### TEXT TO READ

The one big exception is Boeing. We spend a lot of money as a country with Boeing. I know for Boeing there is industrial participation in other parts of the UK, but we get precious little in Wales. If there is one appeal I could make it is that when we are doing business with Boeing, can we try to get more of that business into Wales? I think that Raytheon is an exemplary example of working with a US defence company with a real UK capability.

Peter White: One final observation: we bid in a lot of international programmes. Some of those are harder to win because we are British and not an indigenous provider in those countries. Many of the countries we are bidding into have a higher hurdle for indigenous content than the UK seems to have.

Q89            Guto Bebb: Mr Whalley, you highlighted the Wedgetail as an example of a procurement where the actual expectations or the needs of the MoD were communicated late in the day, and as a result perhaps there was a loss of opportunity for UK industry to provide a solution that would have been as goodeven better, perhapsthan what Boeing was offering. Are there any current procurement programmes then that you are aware of that in your view offer opportunities for Welsh companies? Do you think that lessons have been learned as a result of the Wedgetail programme?

John Whalley: The answer to that question is no, but I will have a very good look after I have left this meeting.

Q90            Guto Bebb: Okay. Are the other two companies aware of any?

### WRITTEN TASKS
**a)** Answer these questions using the hearing transcript:
(i) Which company does the first speaker call "the one big exception"?
(ii) According to Peter White, what do many of the countries being bid into have a higher hurdle for than the UK seems to have?
(iii) Which procurement does Guto Bebb say Mr Whalley highlighted?
**b)** Count the lines in the entries below that contain the string "camouflage", and give only the number.

Source records:

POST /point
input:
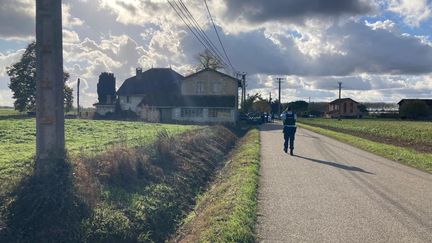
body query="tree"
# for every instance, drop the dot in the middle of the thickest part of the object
(208, 60)
(362, 108)
(414, 109)
(247, 106)
(261, 106)
(23, 82)
(299, 106)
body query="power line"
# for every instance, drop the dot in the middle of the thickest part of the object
(203, 34)
(194, 27)
(217, 33)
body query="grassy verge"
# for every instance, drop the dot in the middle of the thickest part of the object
(124, 194)
(83, 137)
(227, 211)
(407, 156)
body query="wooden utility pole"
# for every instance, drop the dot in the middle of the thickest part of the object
(280, 101)
(78, 107)
(50, 140)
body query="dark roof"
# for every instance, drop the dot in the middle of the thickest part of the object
(342, 100)
(163, 81)
(427, 101)
(189, 101)
(213, 70)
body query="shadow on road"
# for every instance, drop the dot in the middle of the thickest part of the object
(340, 166)
(271, 126)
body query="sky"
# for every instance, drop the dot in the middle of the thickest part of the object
(381, 50)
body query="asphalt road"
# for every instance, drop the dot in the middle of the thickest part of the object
(333, 192)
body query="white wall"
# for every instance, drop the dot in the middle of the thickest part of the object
(104, 109)
(134, 101)
(205, 118)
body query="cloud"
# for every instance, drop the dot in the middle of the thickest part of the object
(413, 11)
(258, 11)
(17, 19)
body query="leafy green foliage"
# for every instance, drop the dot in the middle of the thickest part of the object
(298, 106)
(23, 82)
(414, 109)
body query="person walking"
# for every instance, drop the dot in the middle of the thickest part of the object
(289, 119)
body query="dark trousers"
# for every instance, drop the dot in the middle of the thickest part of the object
(289, 136)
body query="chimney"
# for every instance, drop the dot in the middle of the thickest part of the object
(139, 72)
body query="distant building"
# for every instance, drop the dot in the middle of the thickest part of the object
(346, 107)
(163, 95)
(417, 108)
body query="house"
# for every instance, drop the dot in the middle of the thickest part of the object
(163, 95)
(163, 83)
(106, 94)
(415, 108)
(346, 107)
(208, 96)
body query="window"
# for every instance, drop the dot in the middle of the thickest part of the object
(191, 112)
(217, 87)
(199, 88)
(219, 113)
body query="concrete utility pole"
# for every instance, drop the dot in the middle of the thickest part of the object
(78, 108)
(280, 101)
(50, 141)
(339, 101)
(244, 88)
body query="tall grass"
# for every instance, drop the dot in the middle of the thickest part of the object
(227, 211)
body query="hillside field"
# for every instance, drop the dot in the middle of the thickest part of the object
(18, 136)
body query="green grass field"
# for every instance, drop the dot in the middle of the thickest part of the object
(404, 133)
(227, 211)
(9, 112)
(17, 136)
(407, 142)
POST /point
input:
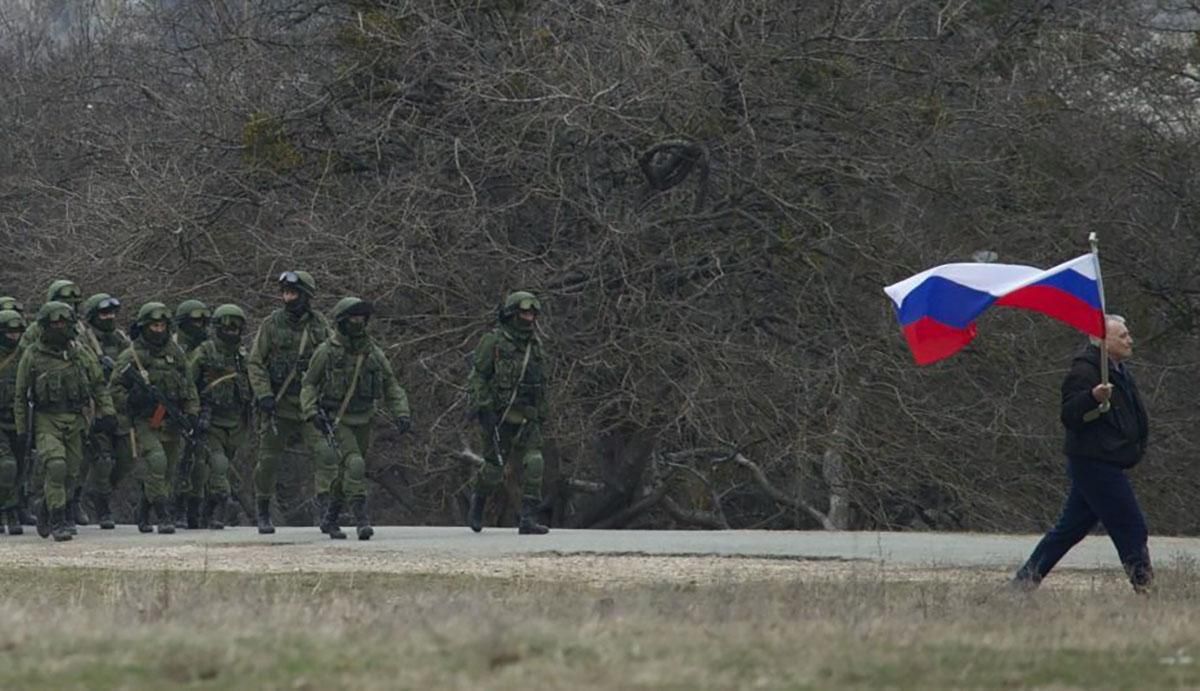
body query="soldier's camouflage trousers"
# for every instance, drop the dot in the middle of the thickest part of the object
(159, 451)
(346, 475)
(271, 446)
(60, 454)
(519, 444)
(109, 460)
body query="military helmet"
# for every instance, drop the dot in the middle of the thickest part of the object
(153, 312)
(192, 310)
(63, 290)
(351, 307)
(10, 302)
(99, 302)
(301, 281)
(11, 320)
(228, 312)
(516, 301)
(54, 311)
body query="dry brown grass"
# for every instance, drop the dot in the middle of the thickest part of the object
(843, 625)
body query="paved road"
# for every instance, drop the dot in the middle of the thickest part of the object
(937, 550)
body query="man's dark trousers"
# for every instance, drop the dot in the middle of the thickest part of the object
(1099, 492)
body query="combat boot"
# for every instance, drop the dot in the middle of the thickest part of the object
(103, 512)
(193, 512)
(359, 505)
(143, 516)
(23, 512)
(330, 516)
(213, 512)
(475, 512)
(12, 522)
(264, 517)
(43, 518)
(59, 527)
(166, 526)
(77, 515)
(529, 524)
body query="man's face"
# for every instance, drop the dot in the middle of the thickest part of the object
(1119, 341)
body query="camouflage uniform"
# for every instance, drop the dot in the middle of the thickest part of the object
(159, 440)
(191, 331)
(508, 394)
(219, 370)
(64, 382)
(346, 378)
(12, 325)
(279, 359)
(109, 457)
(66, 292)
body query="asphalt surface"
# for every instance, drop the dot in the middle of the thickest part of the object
(923, 550)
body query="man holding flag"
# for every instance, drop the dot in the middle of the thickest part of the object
(1105, 422)
(1101, 445)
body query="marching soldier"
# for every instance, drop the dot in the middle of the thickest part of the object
(12, 455)
(348, 374)
(508, 392)
(61, 380)
(109, 457)
(277, 362)
(150, 384)
(219, 370)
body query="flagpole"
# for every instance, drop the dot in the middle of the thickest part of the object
(1095, 241)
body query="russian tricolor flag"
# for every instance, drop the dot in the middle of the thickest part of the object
(937, 308)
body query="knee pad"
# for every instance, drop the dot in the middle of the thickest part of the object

### FULL ANSWERS
**a)**
(i) Boeing
(ii) Indigenous content
(iii) The Wedgetail

**b)** 2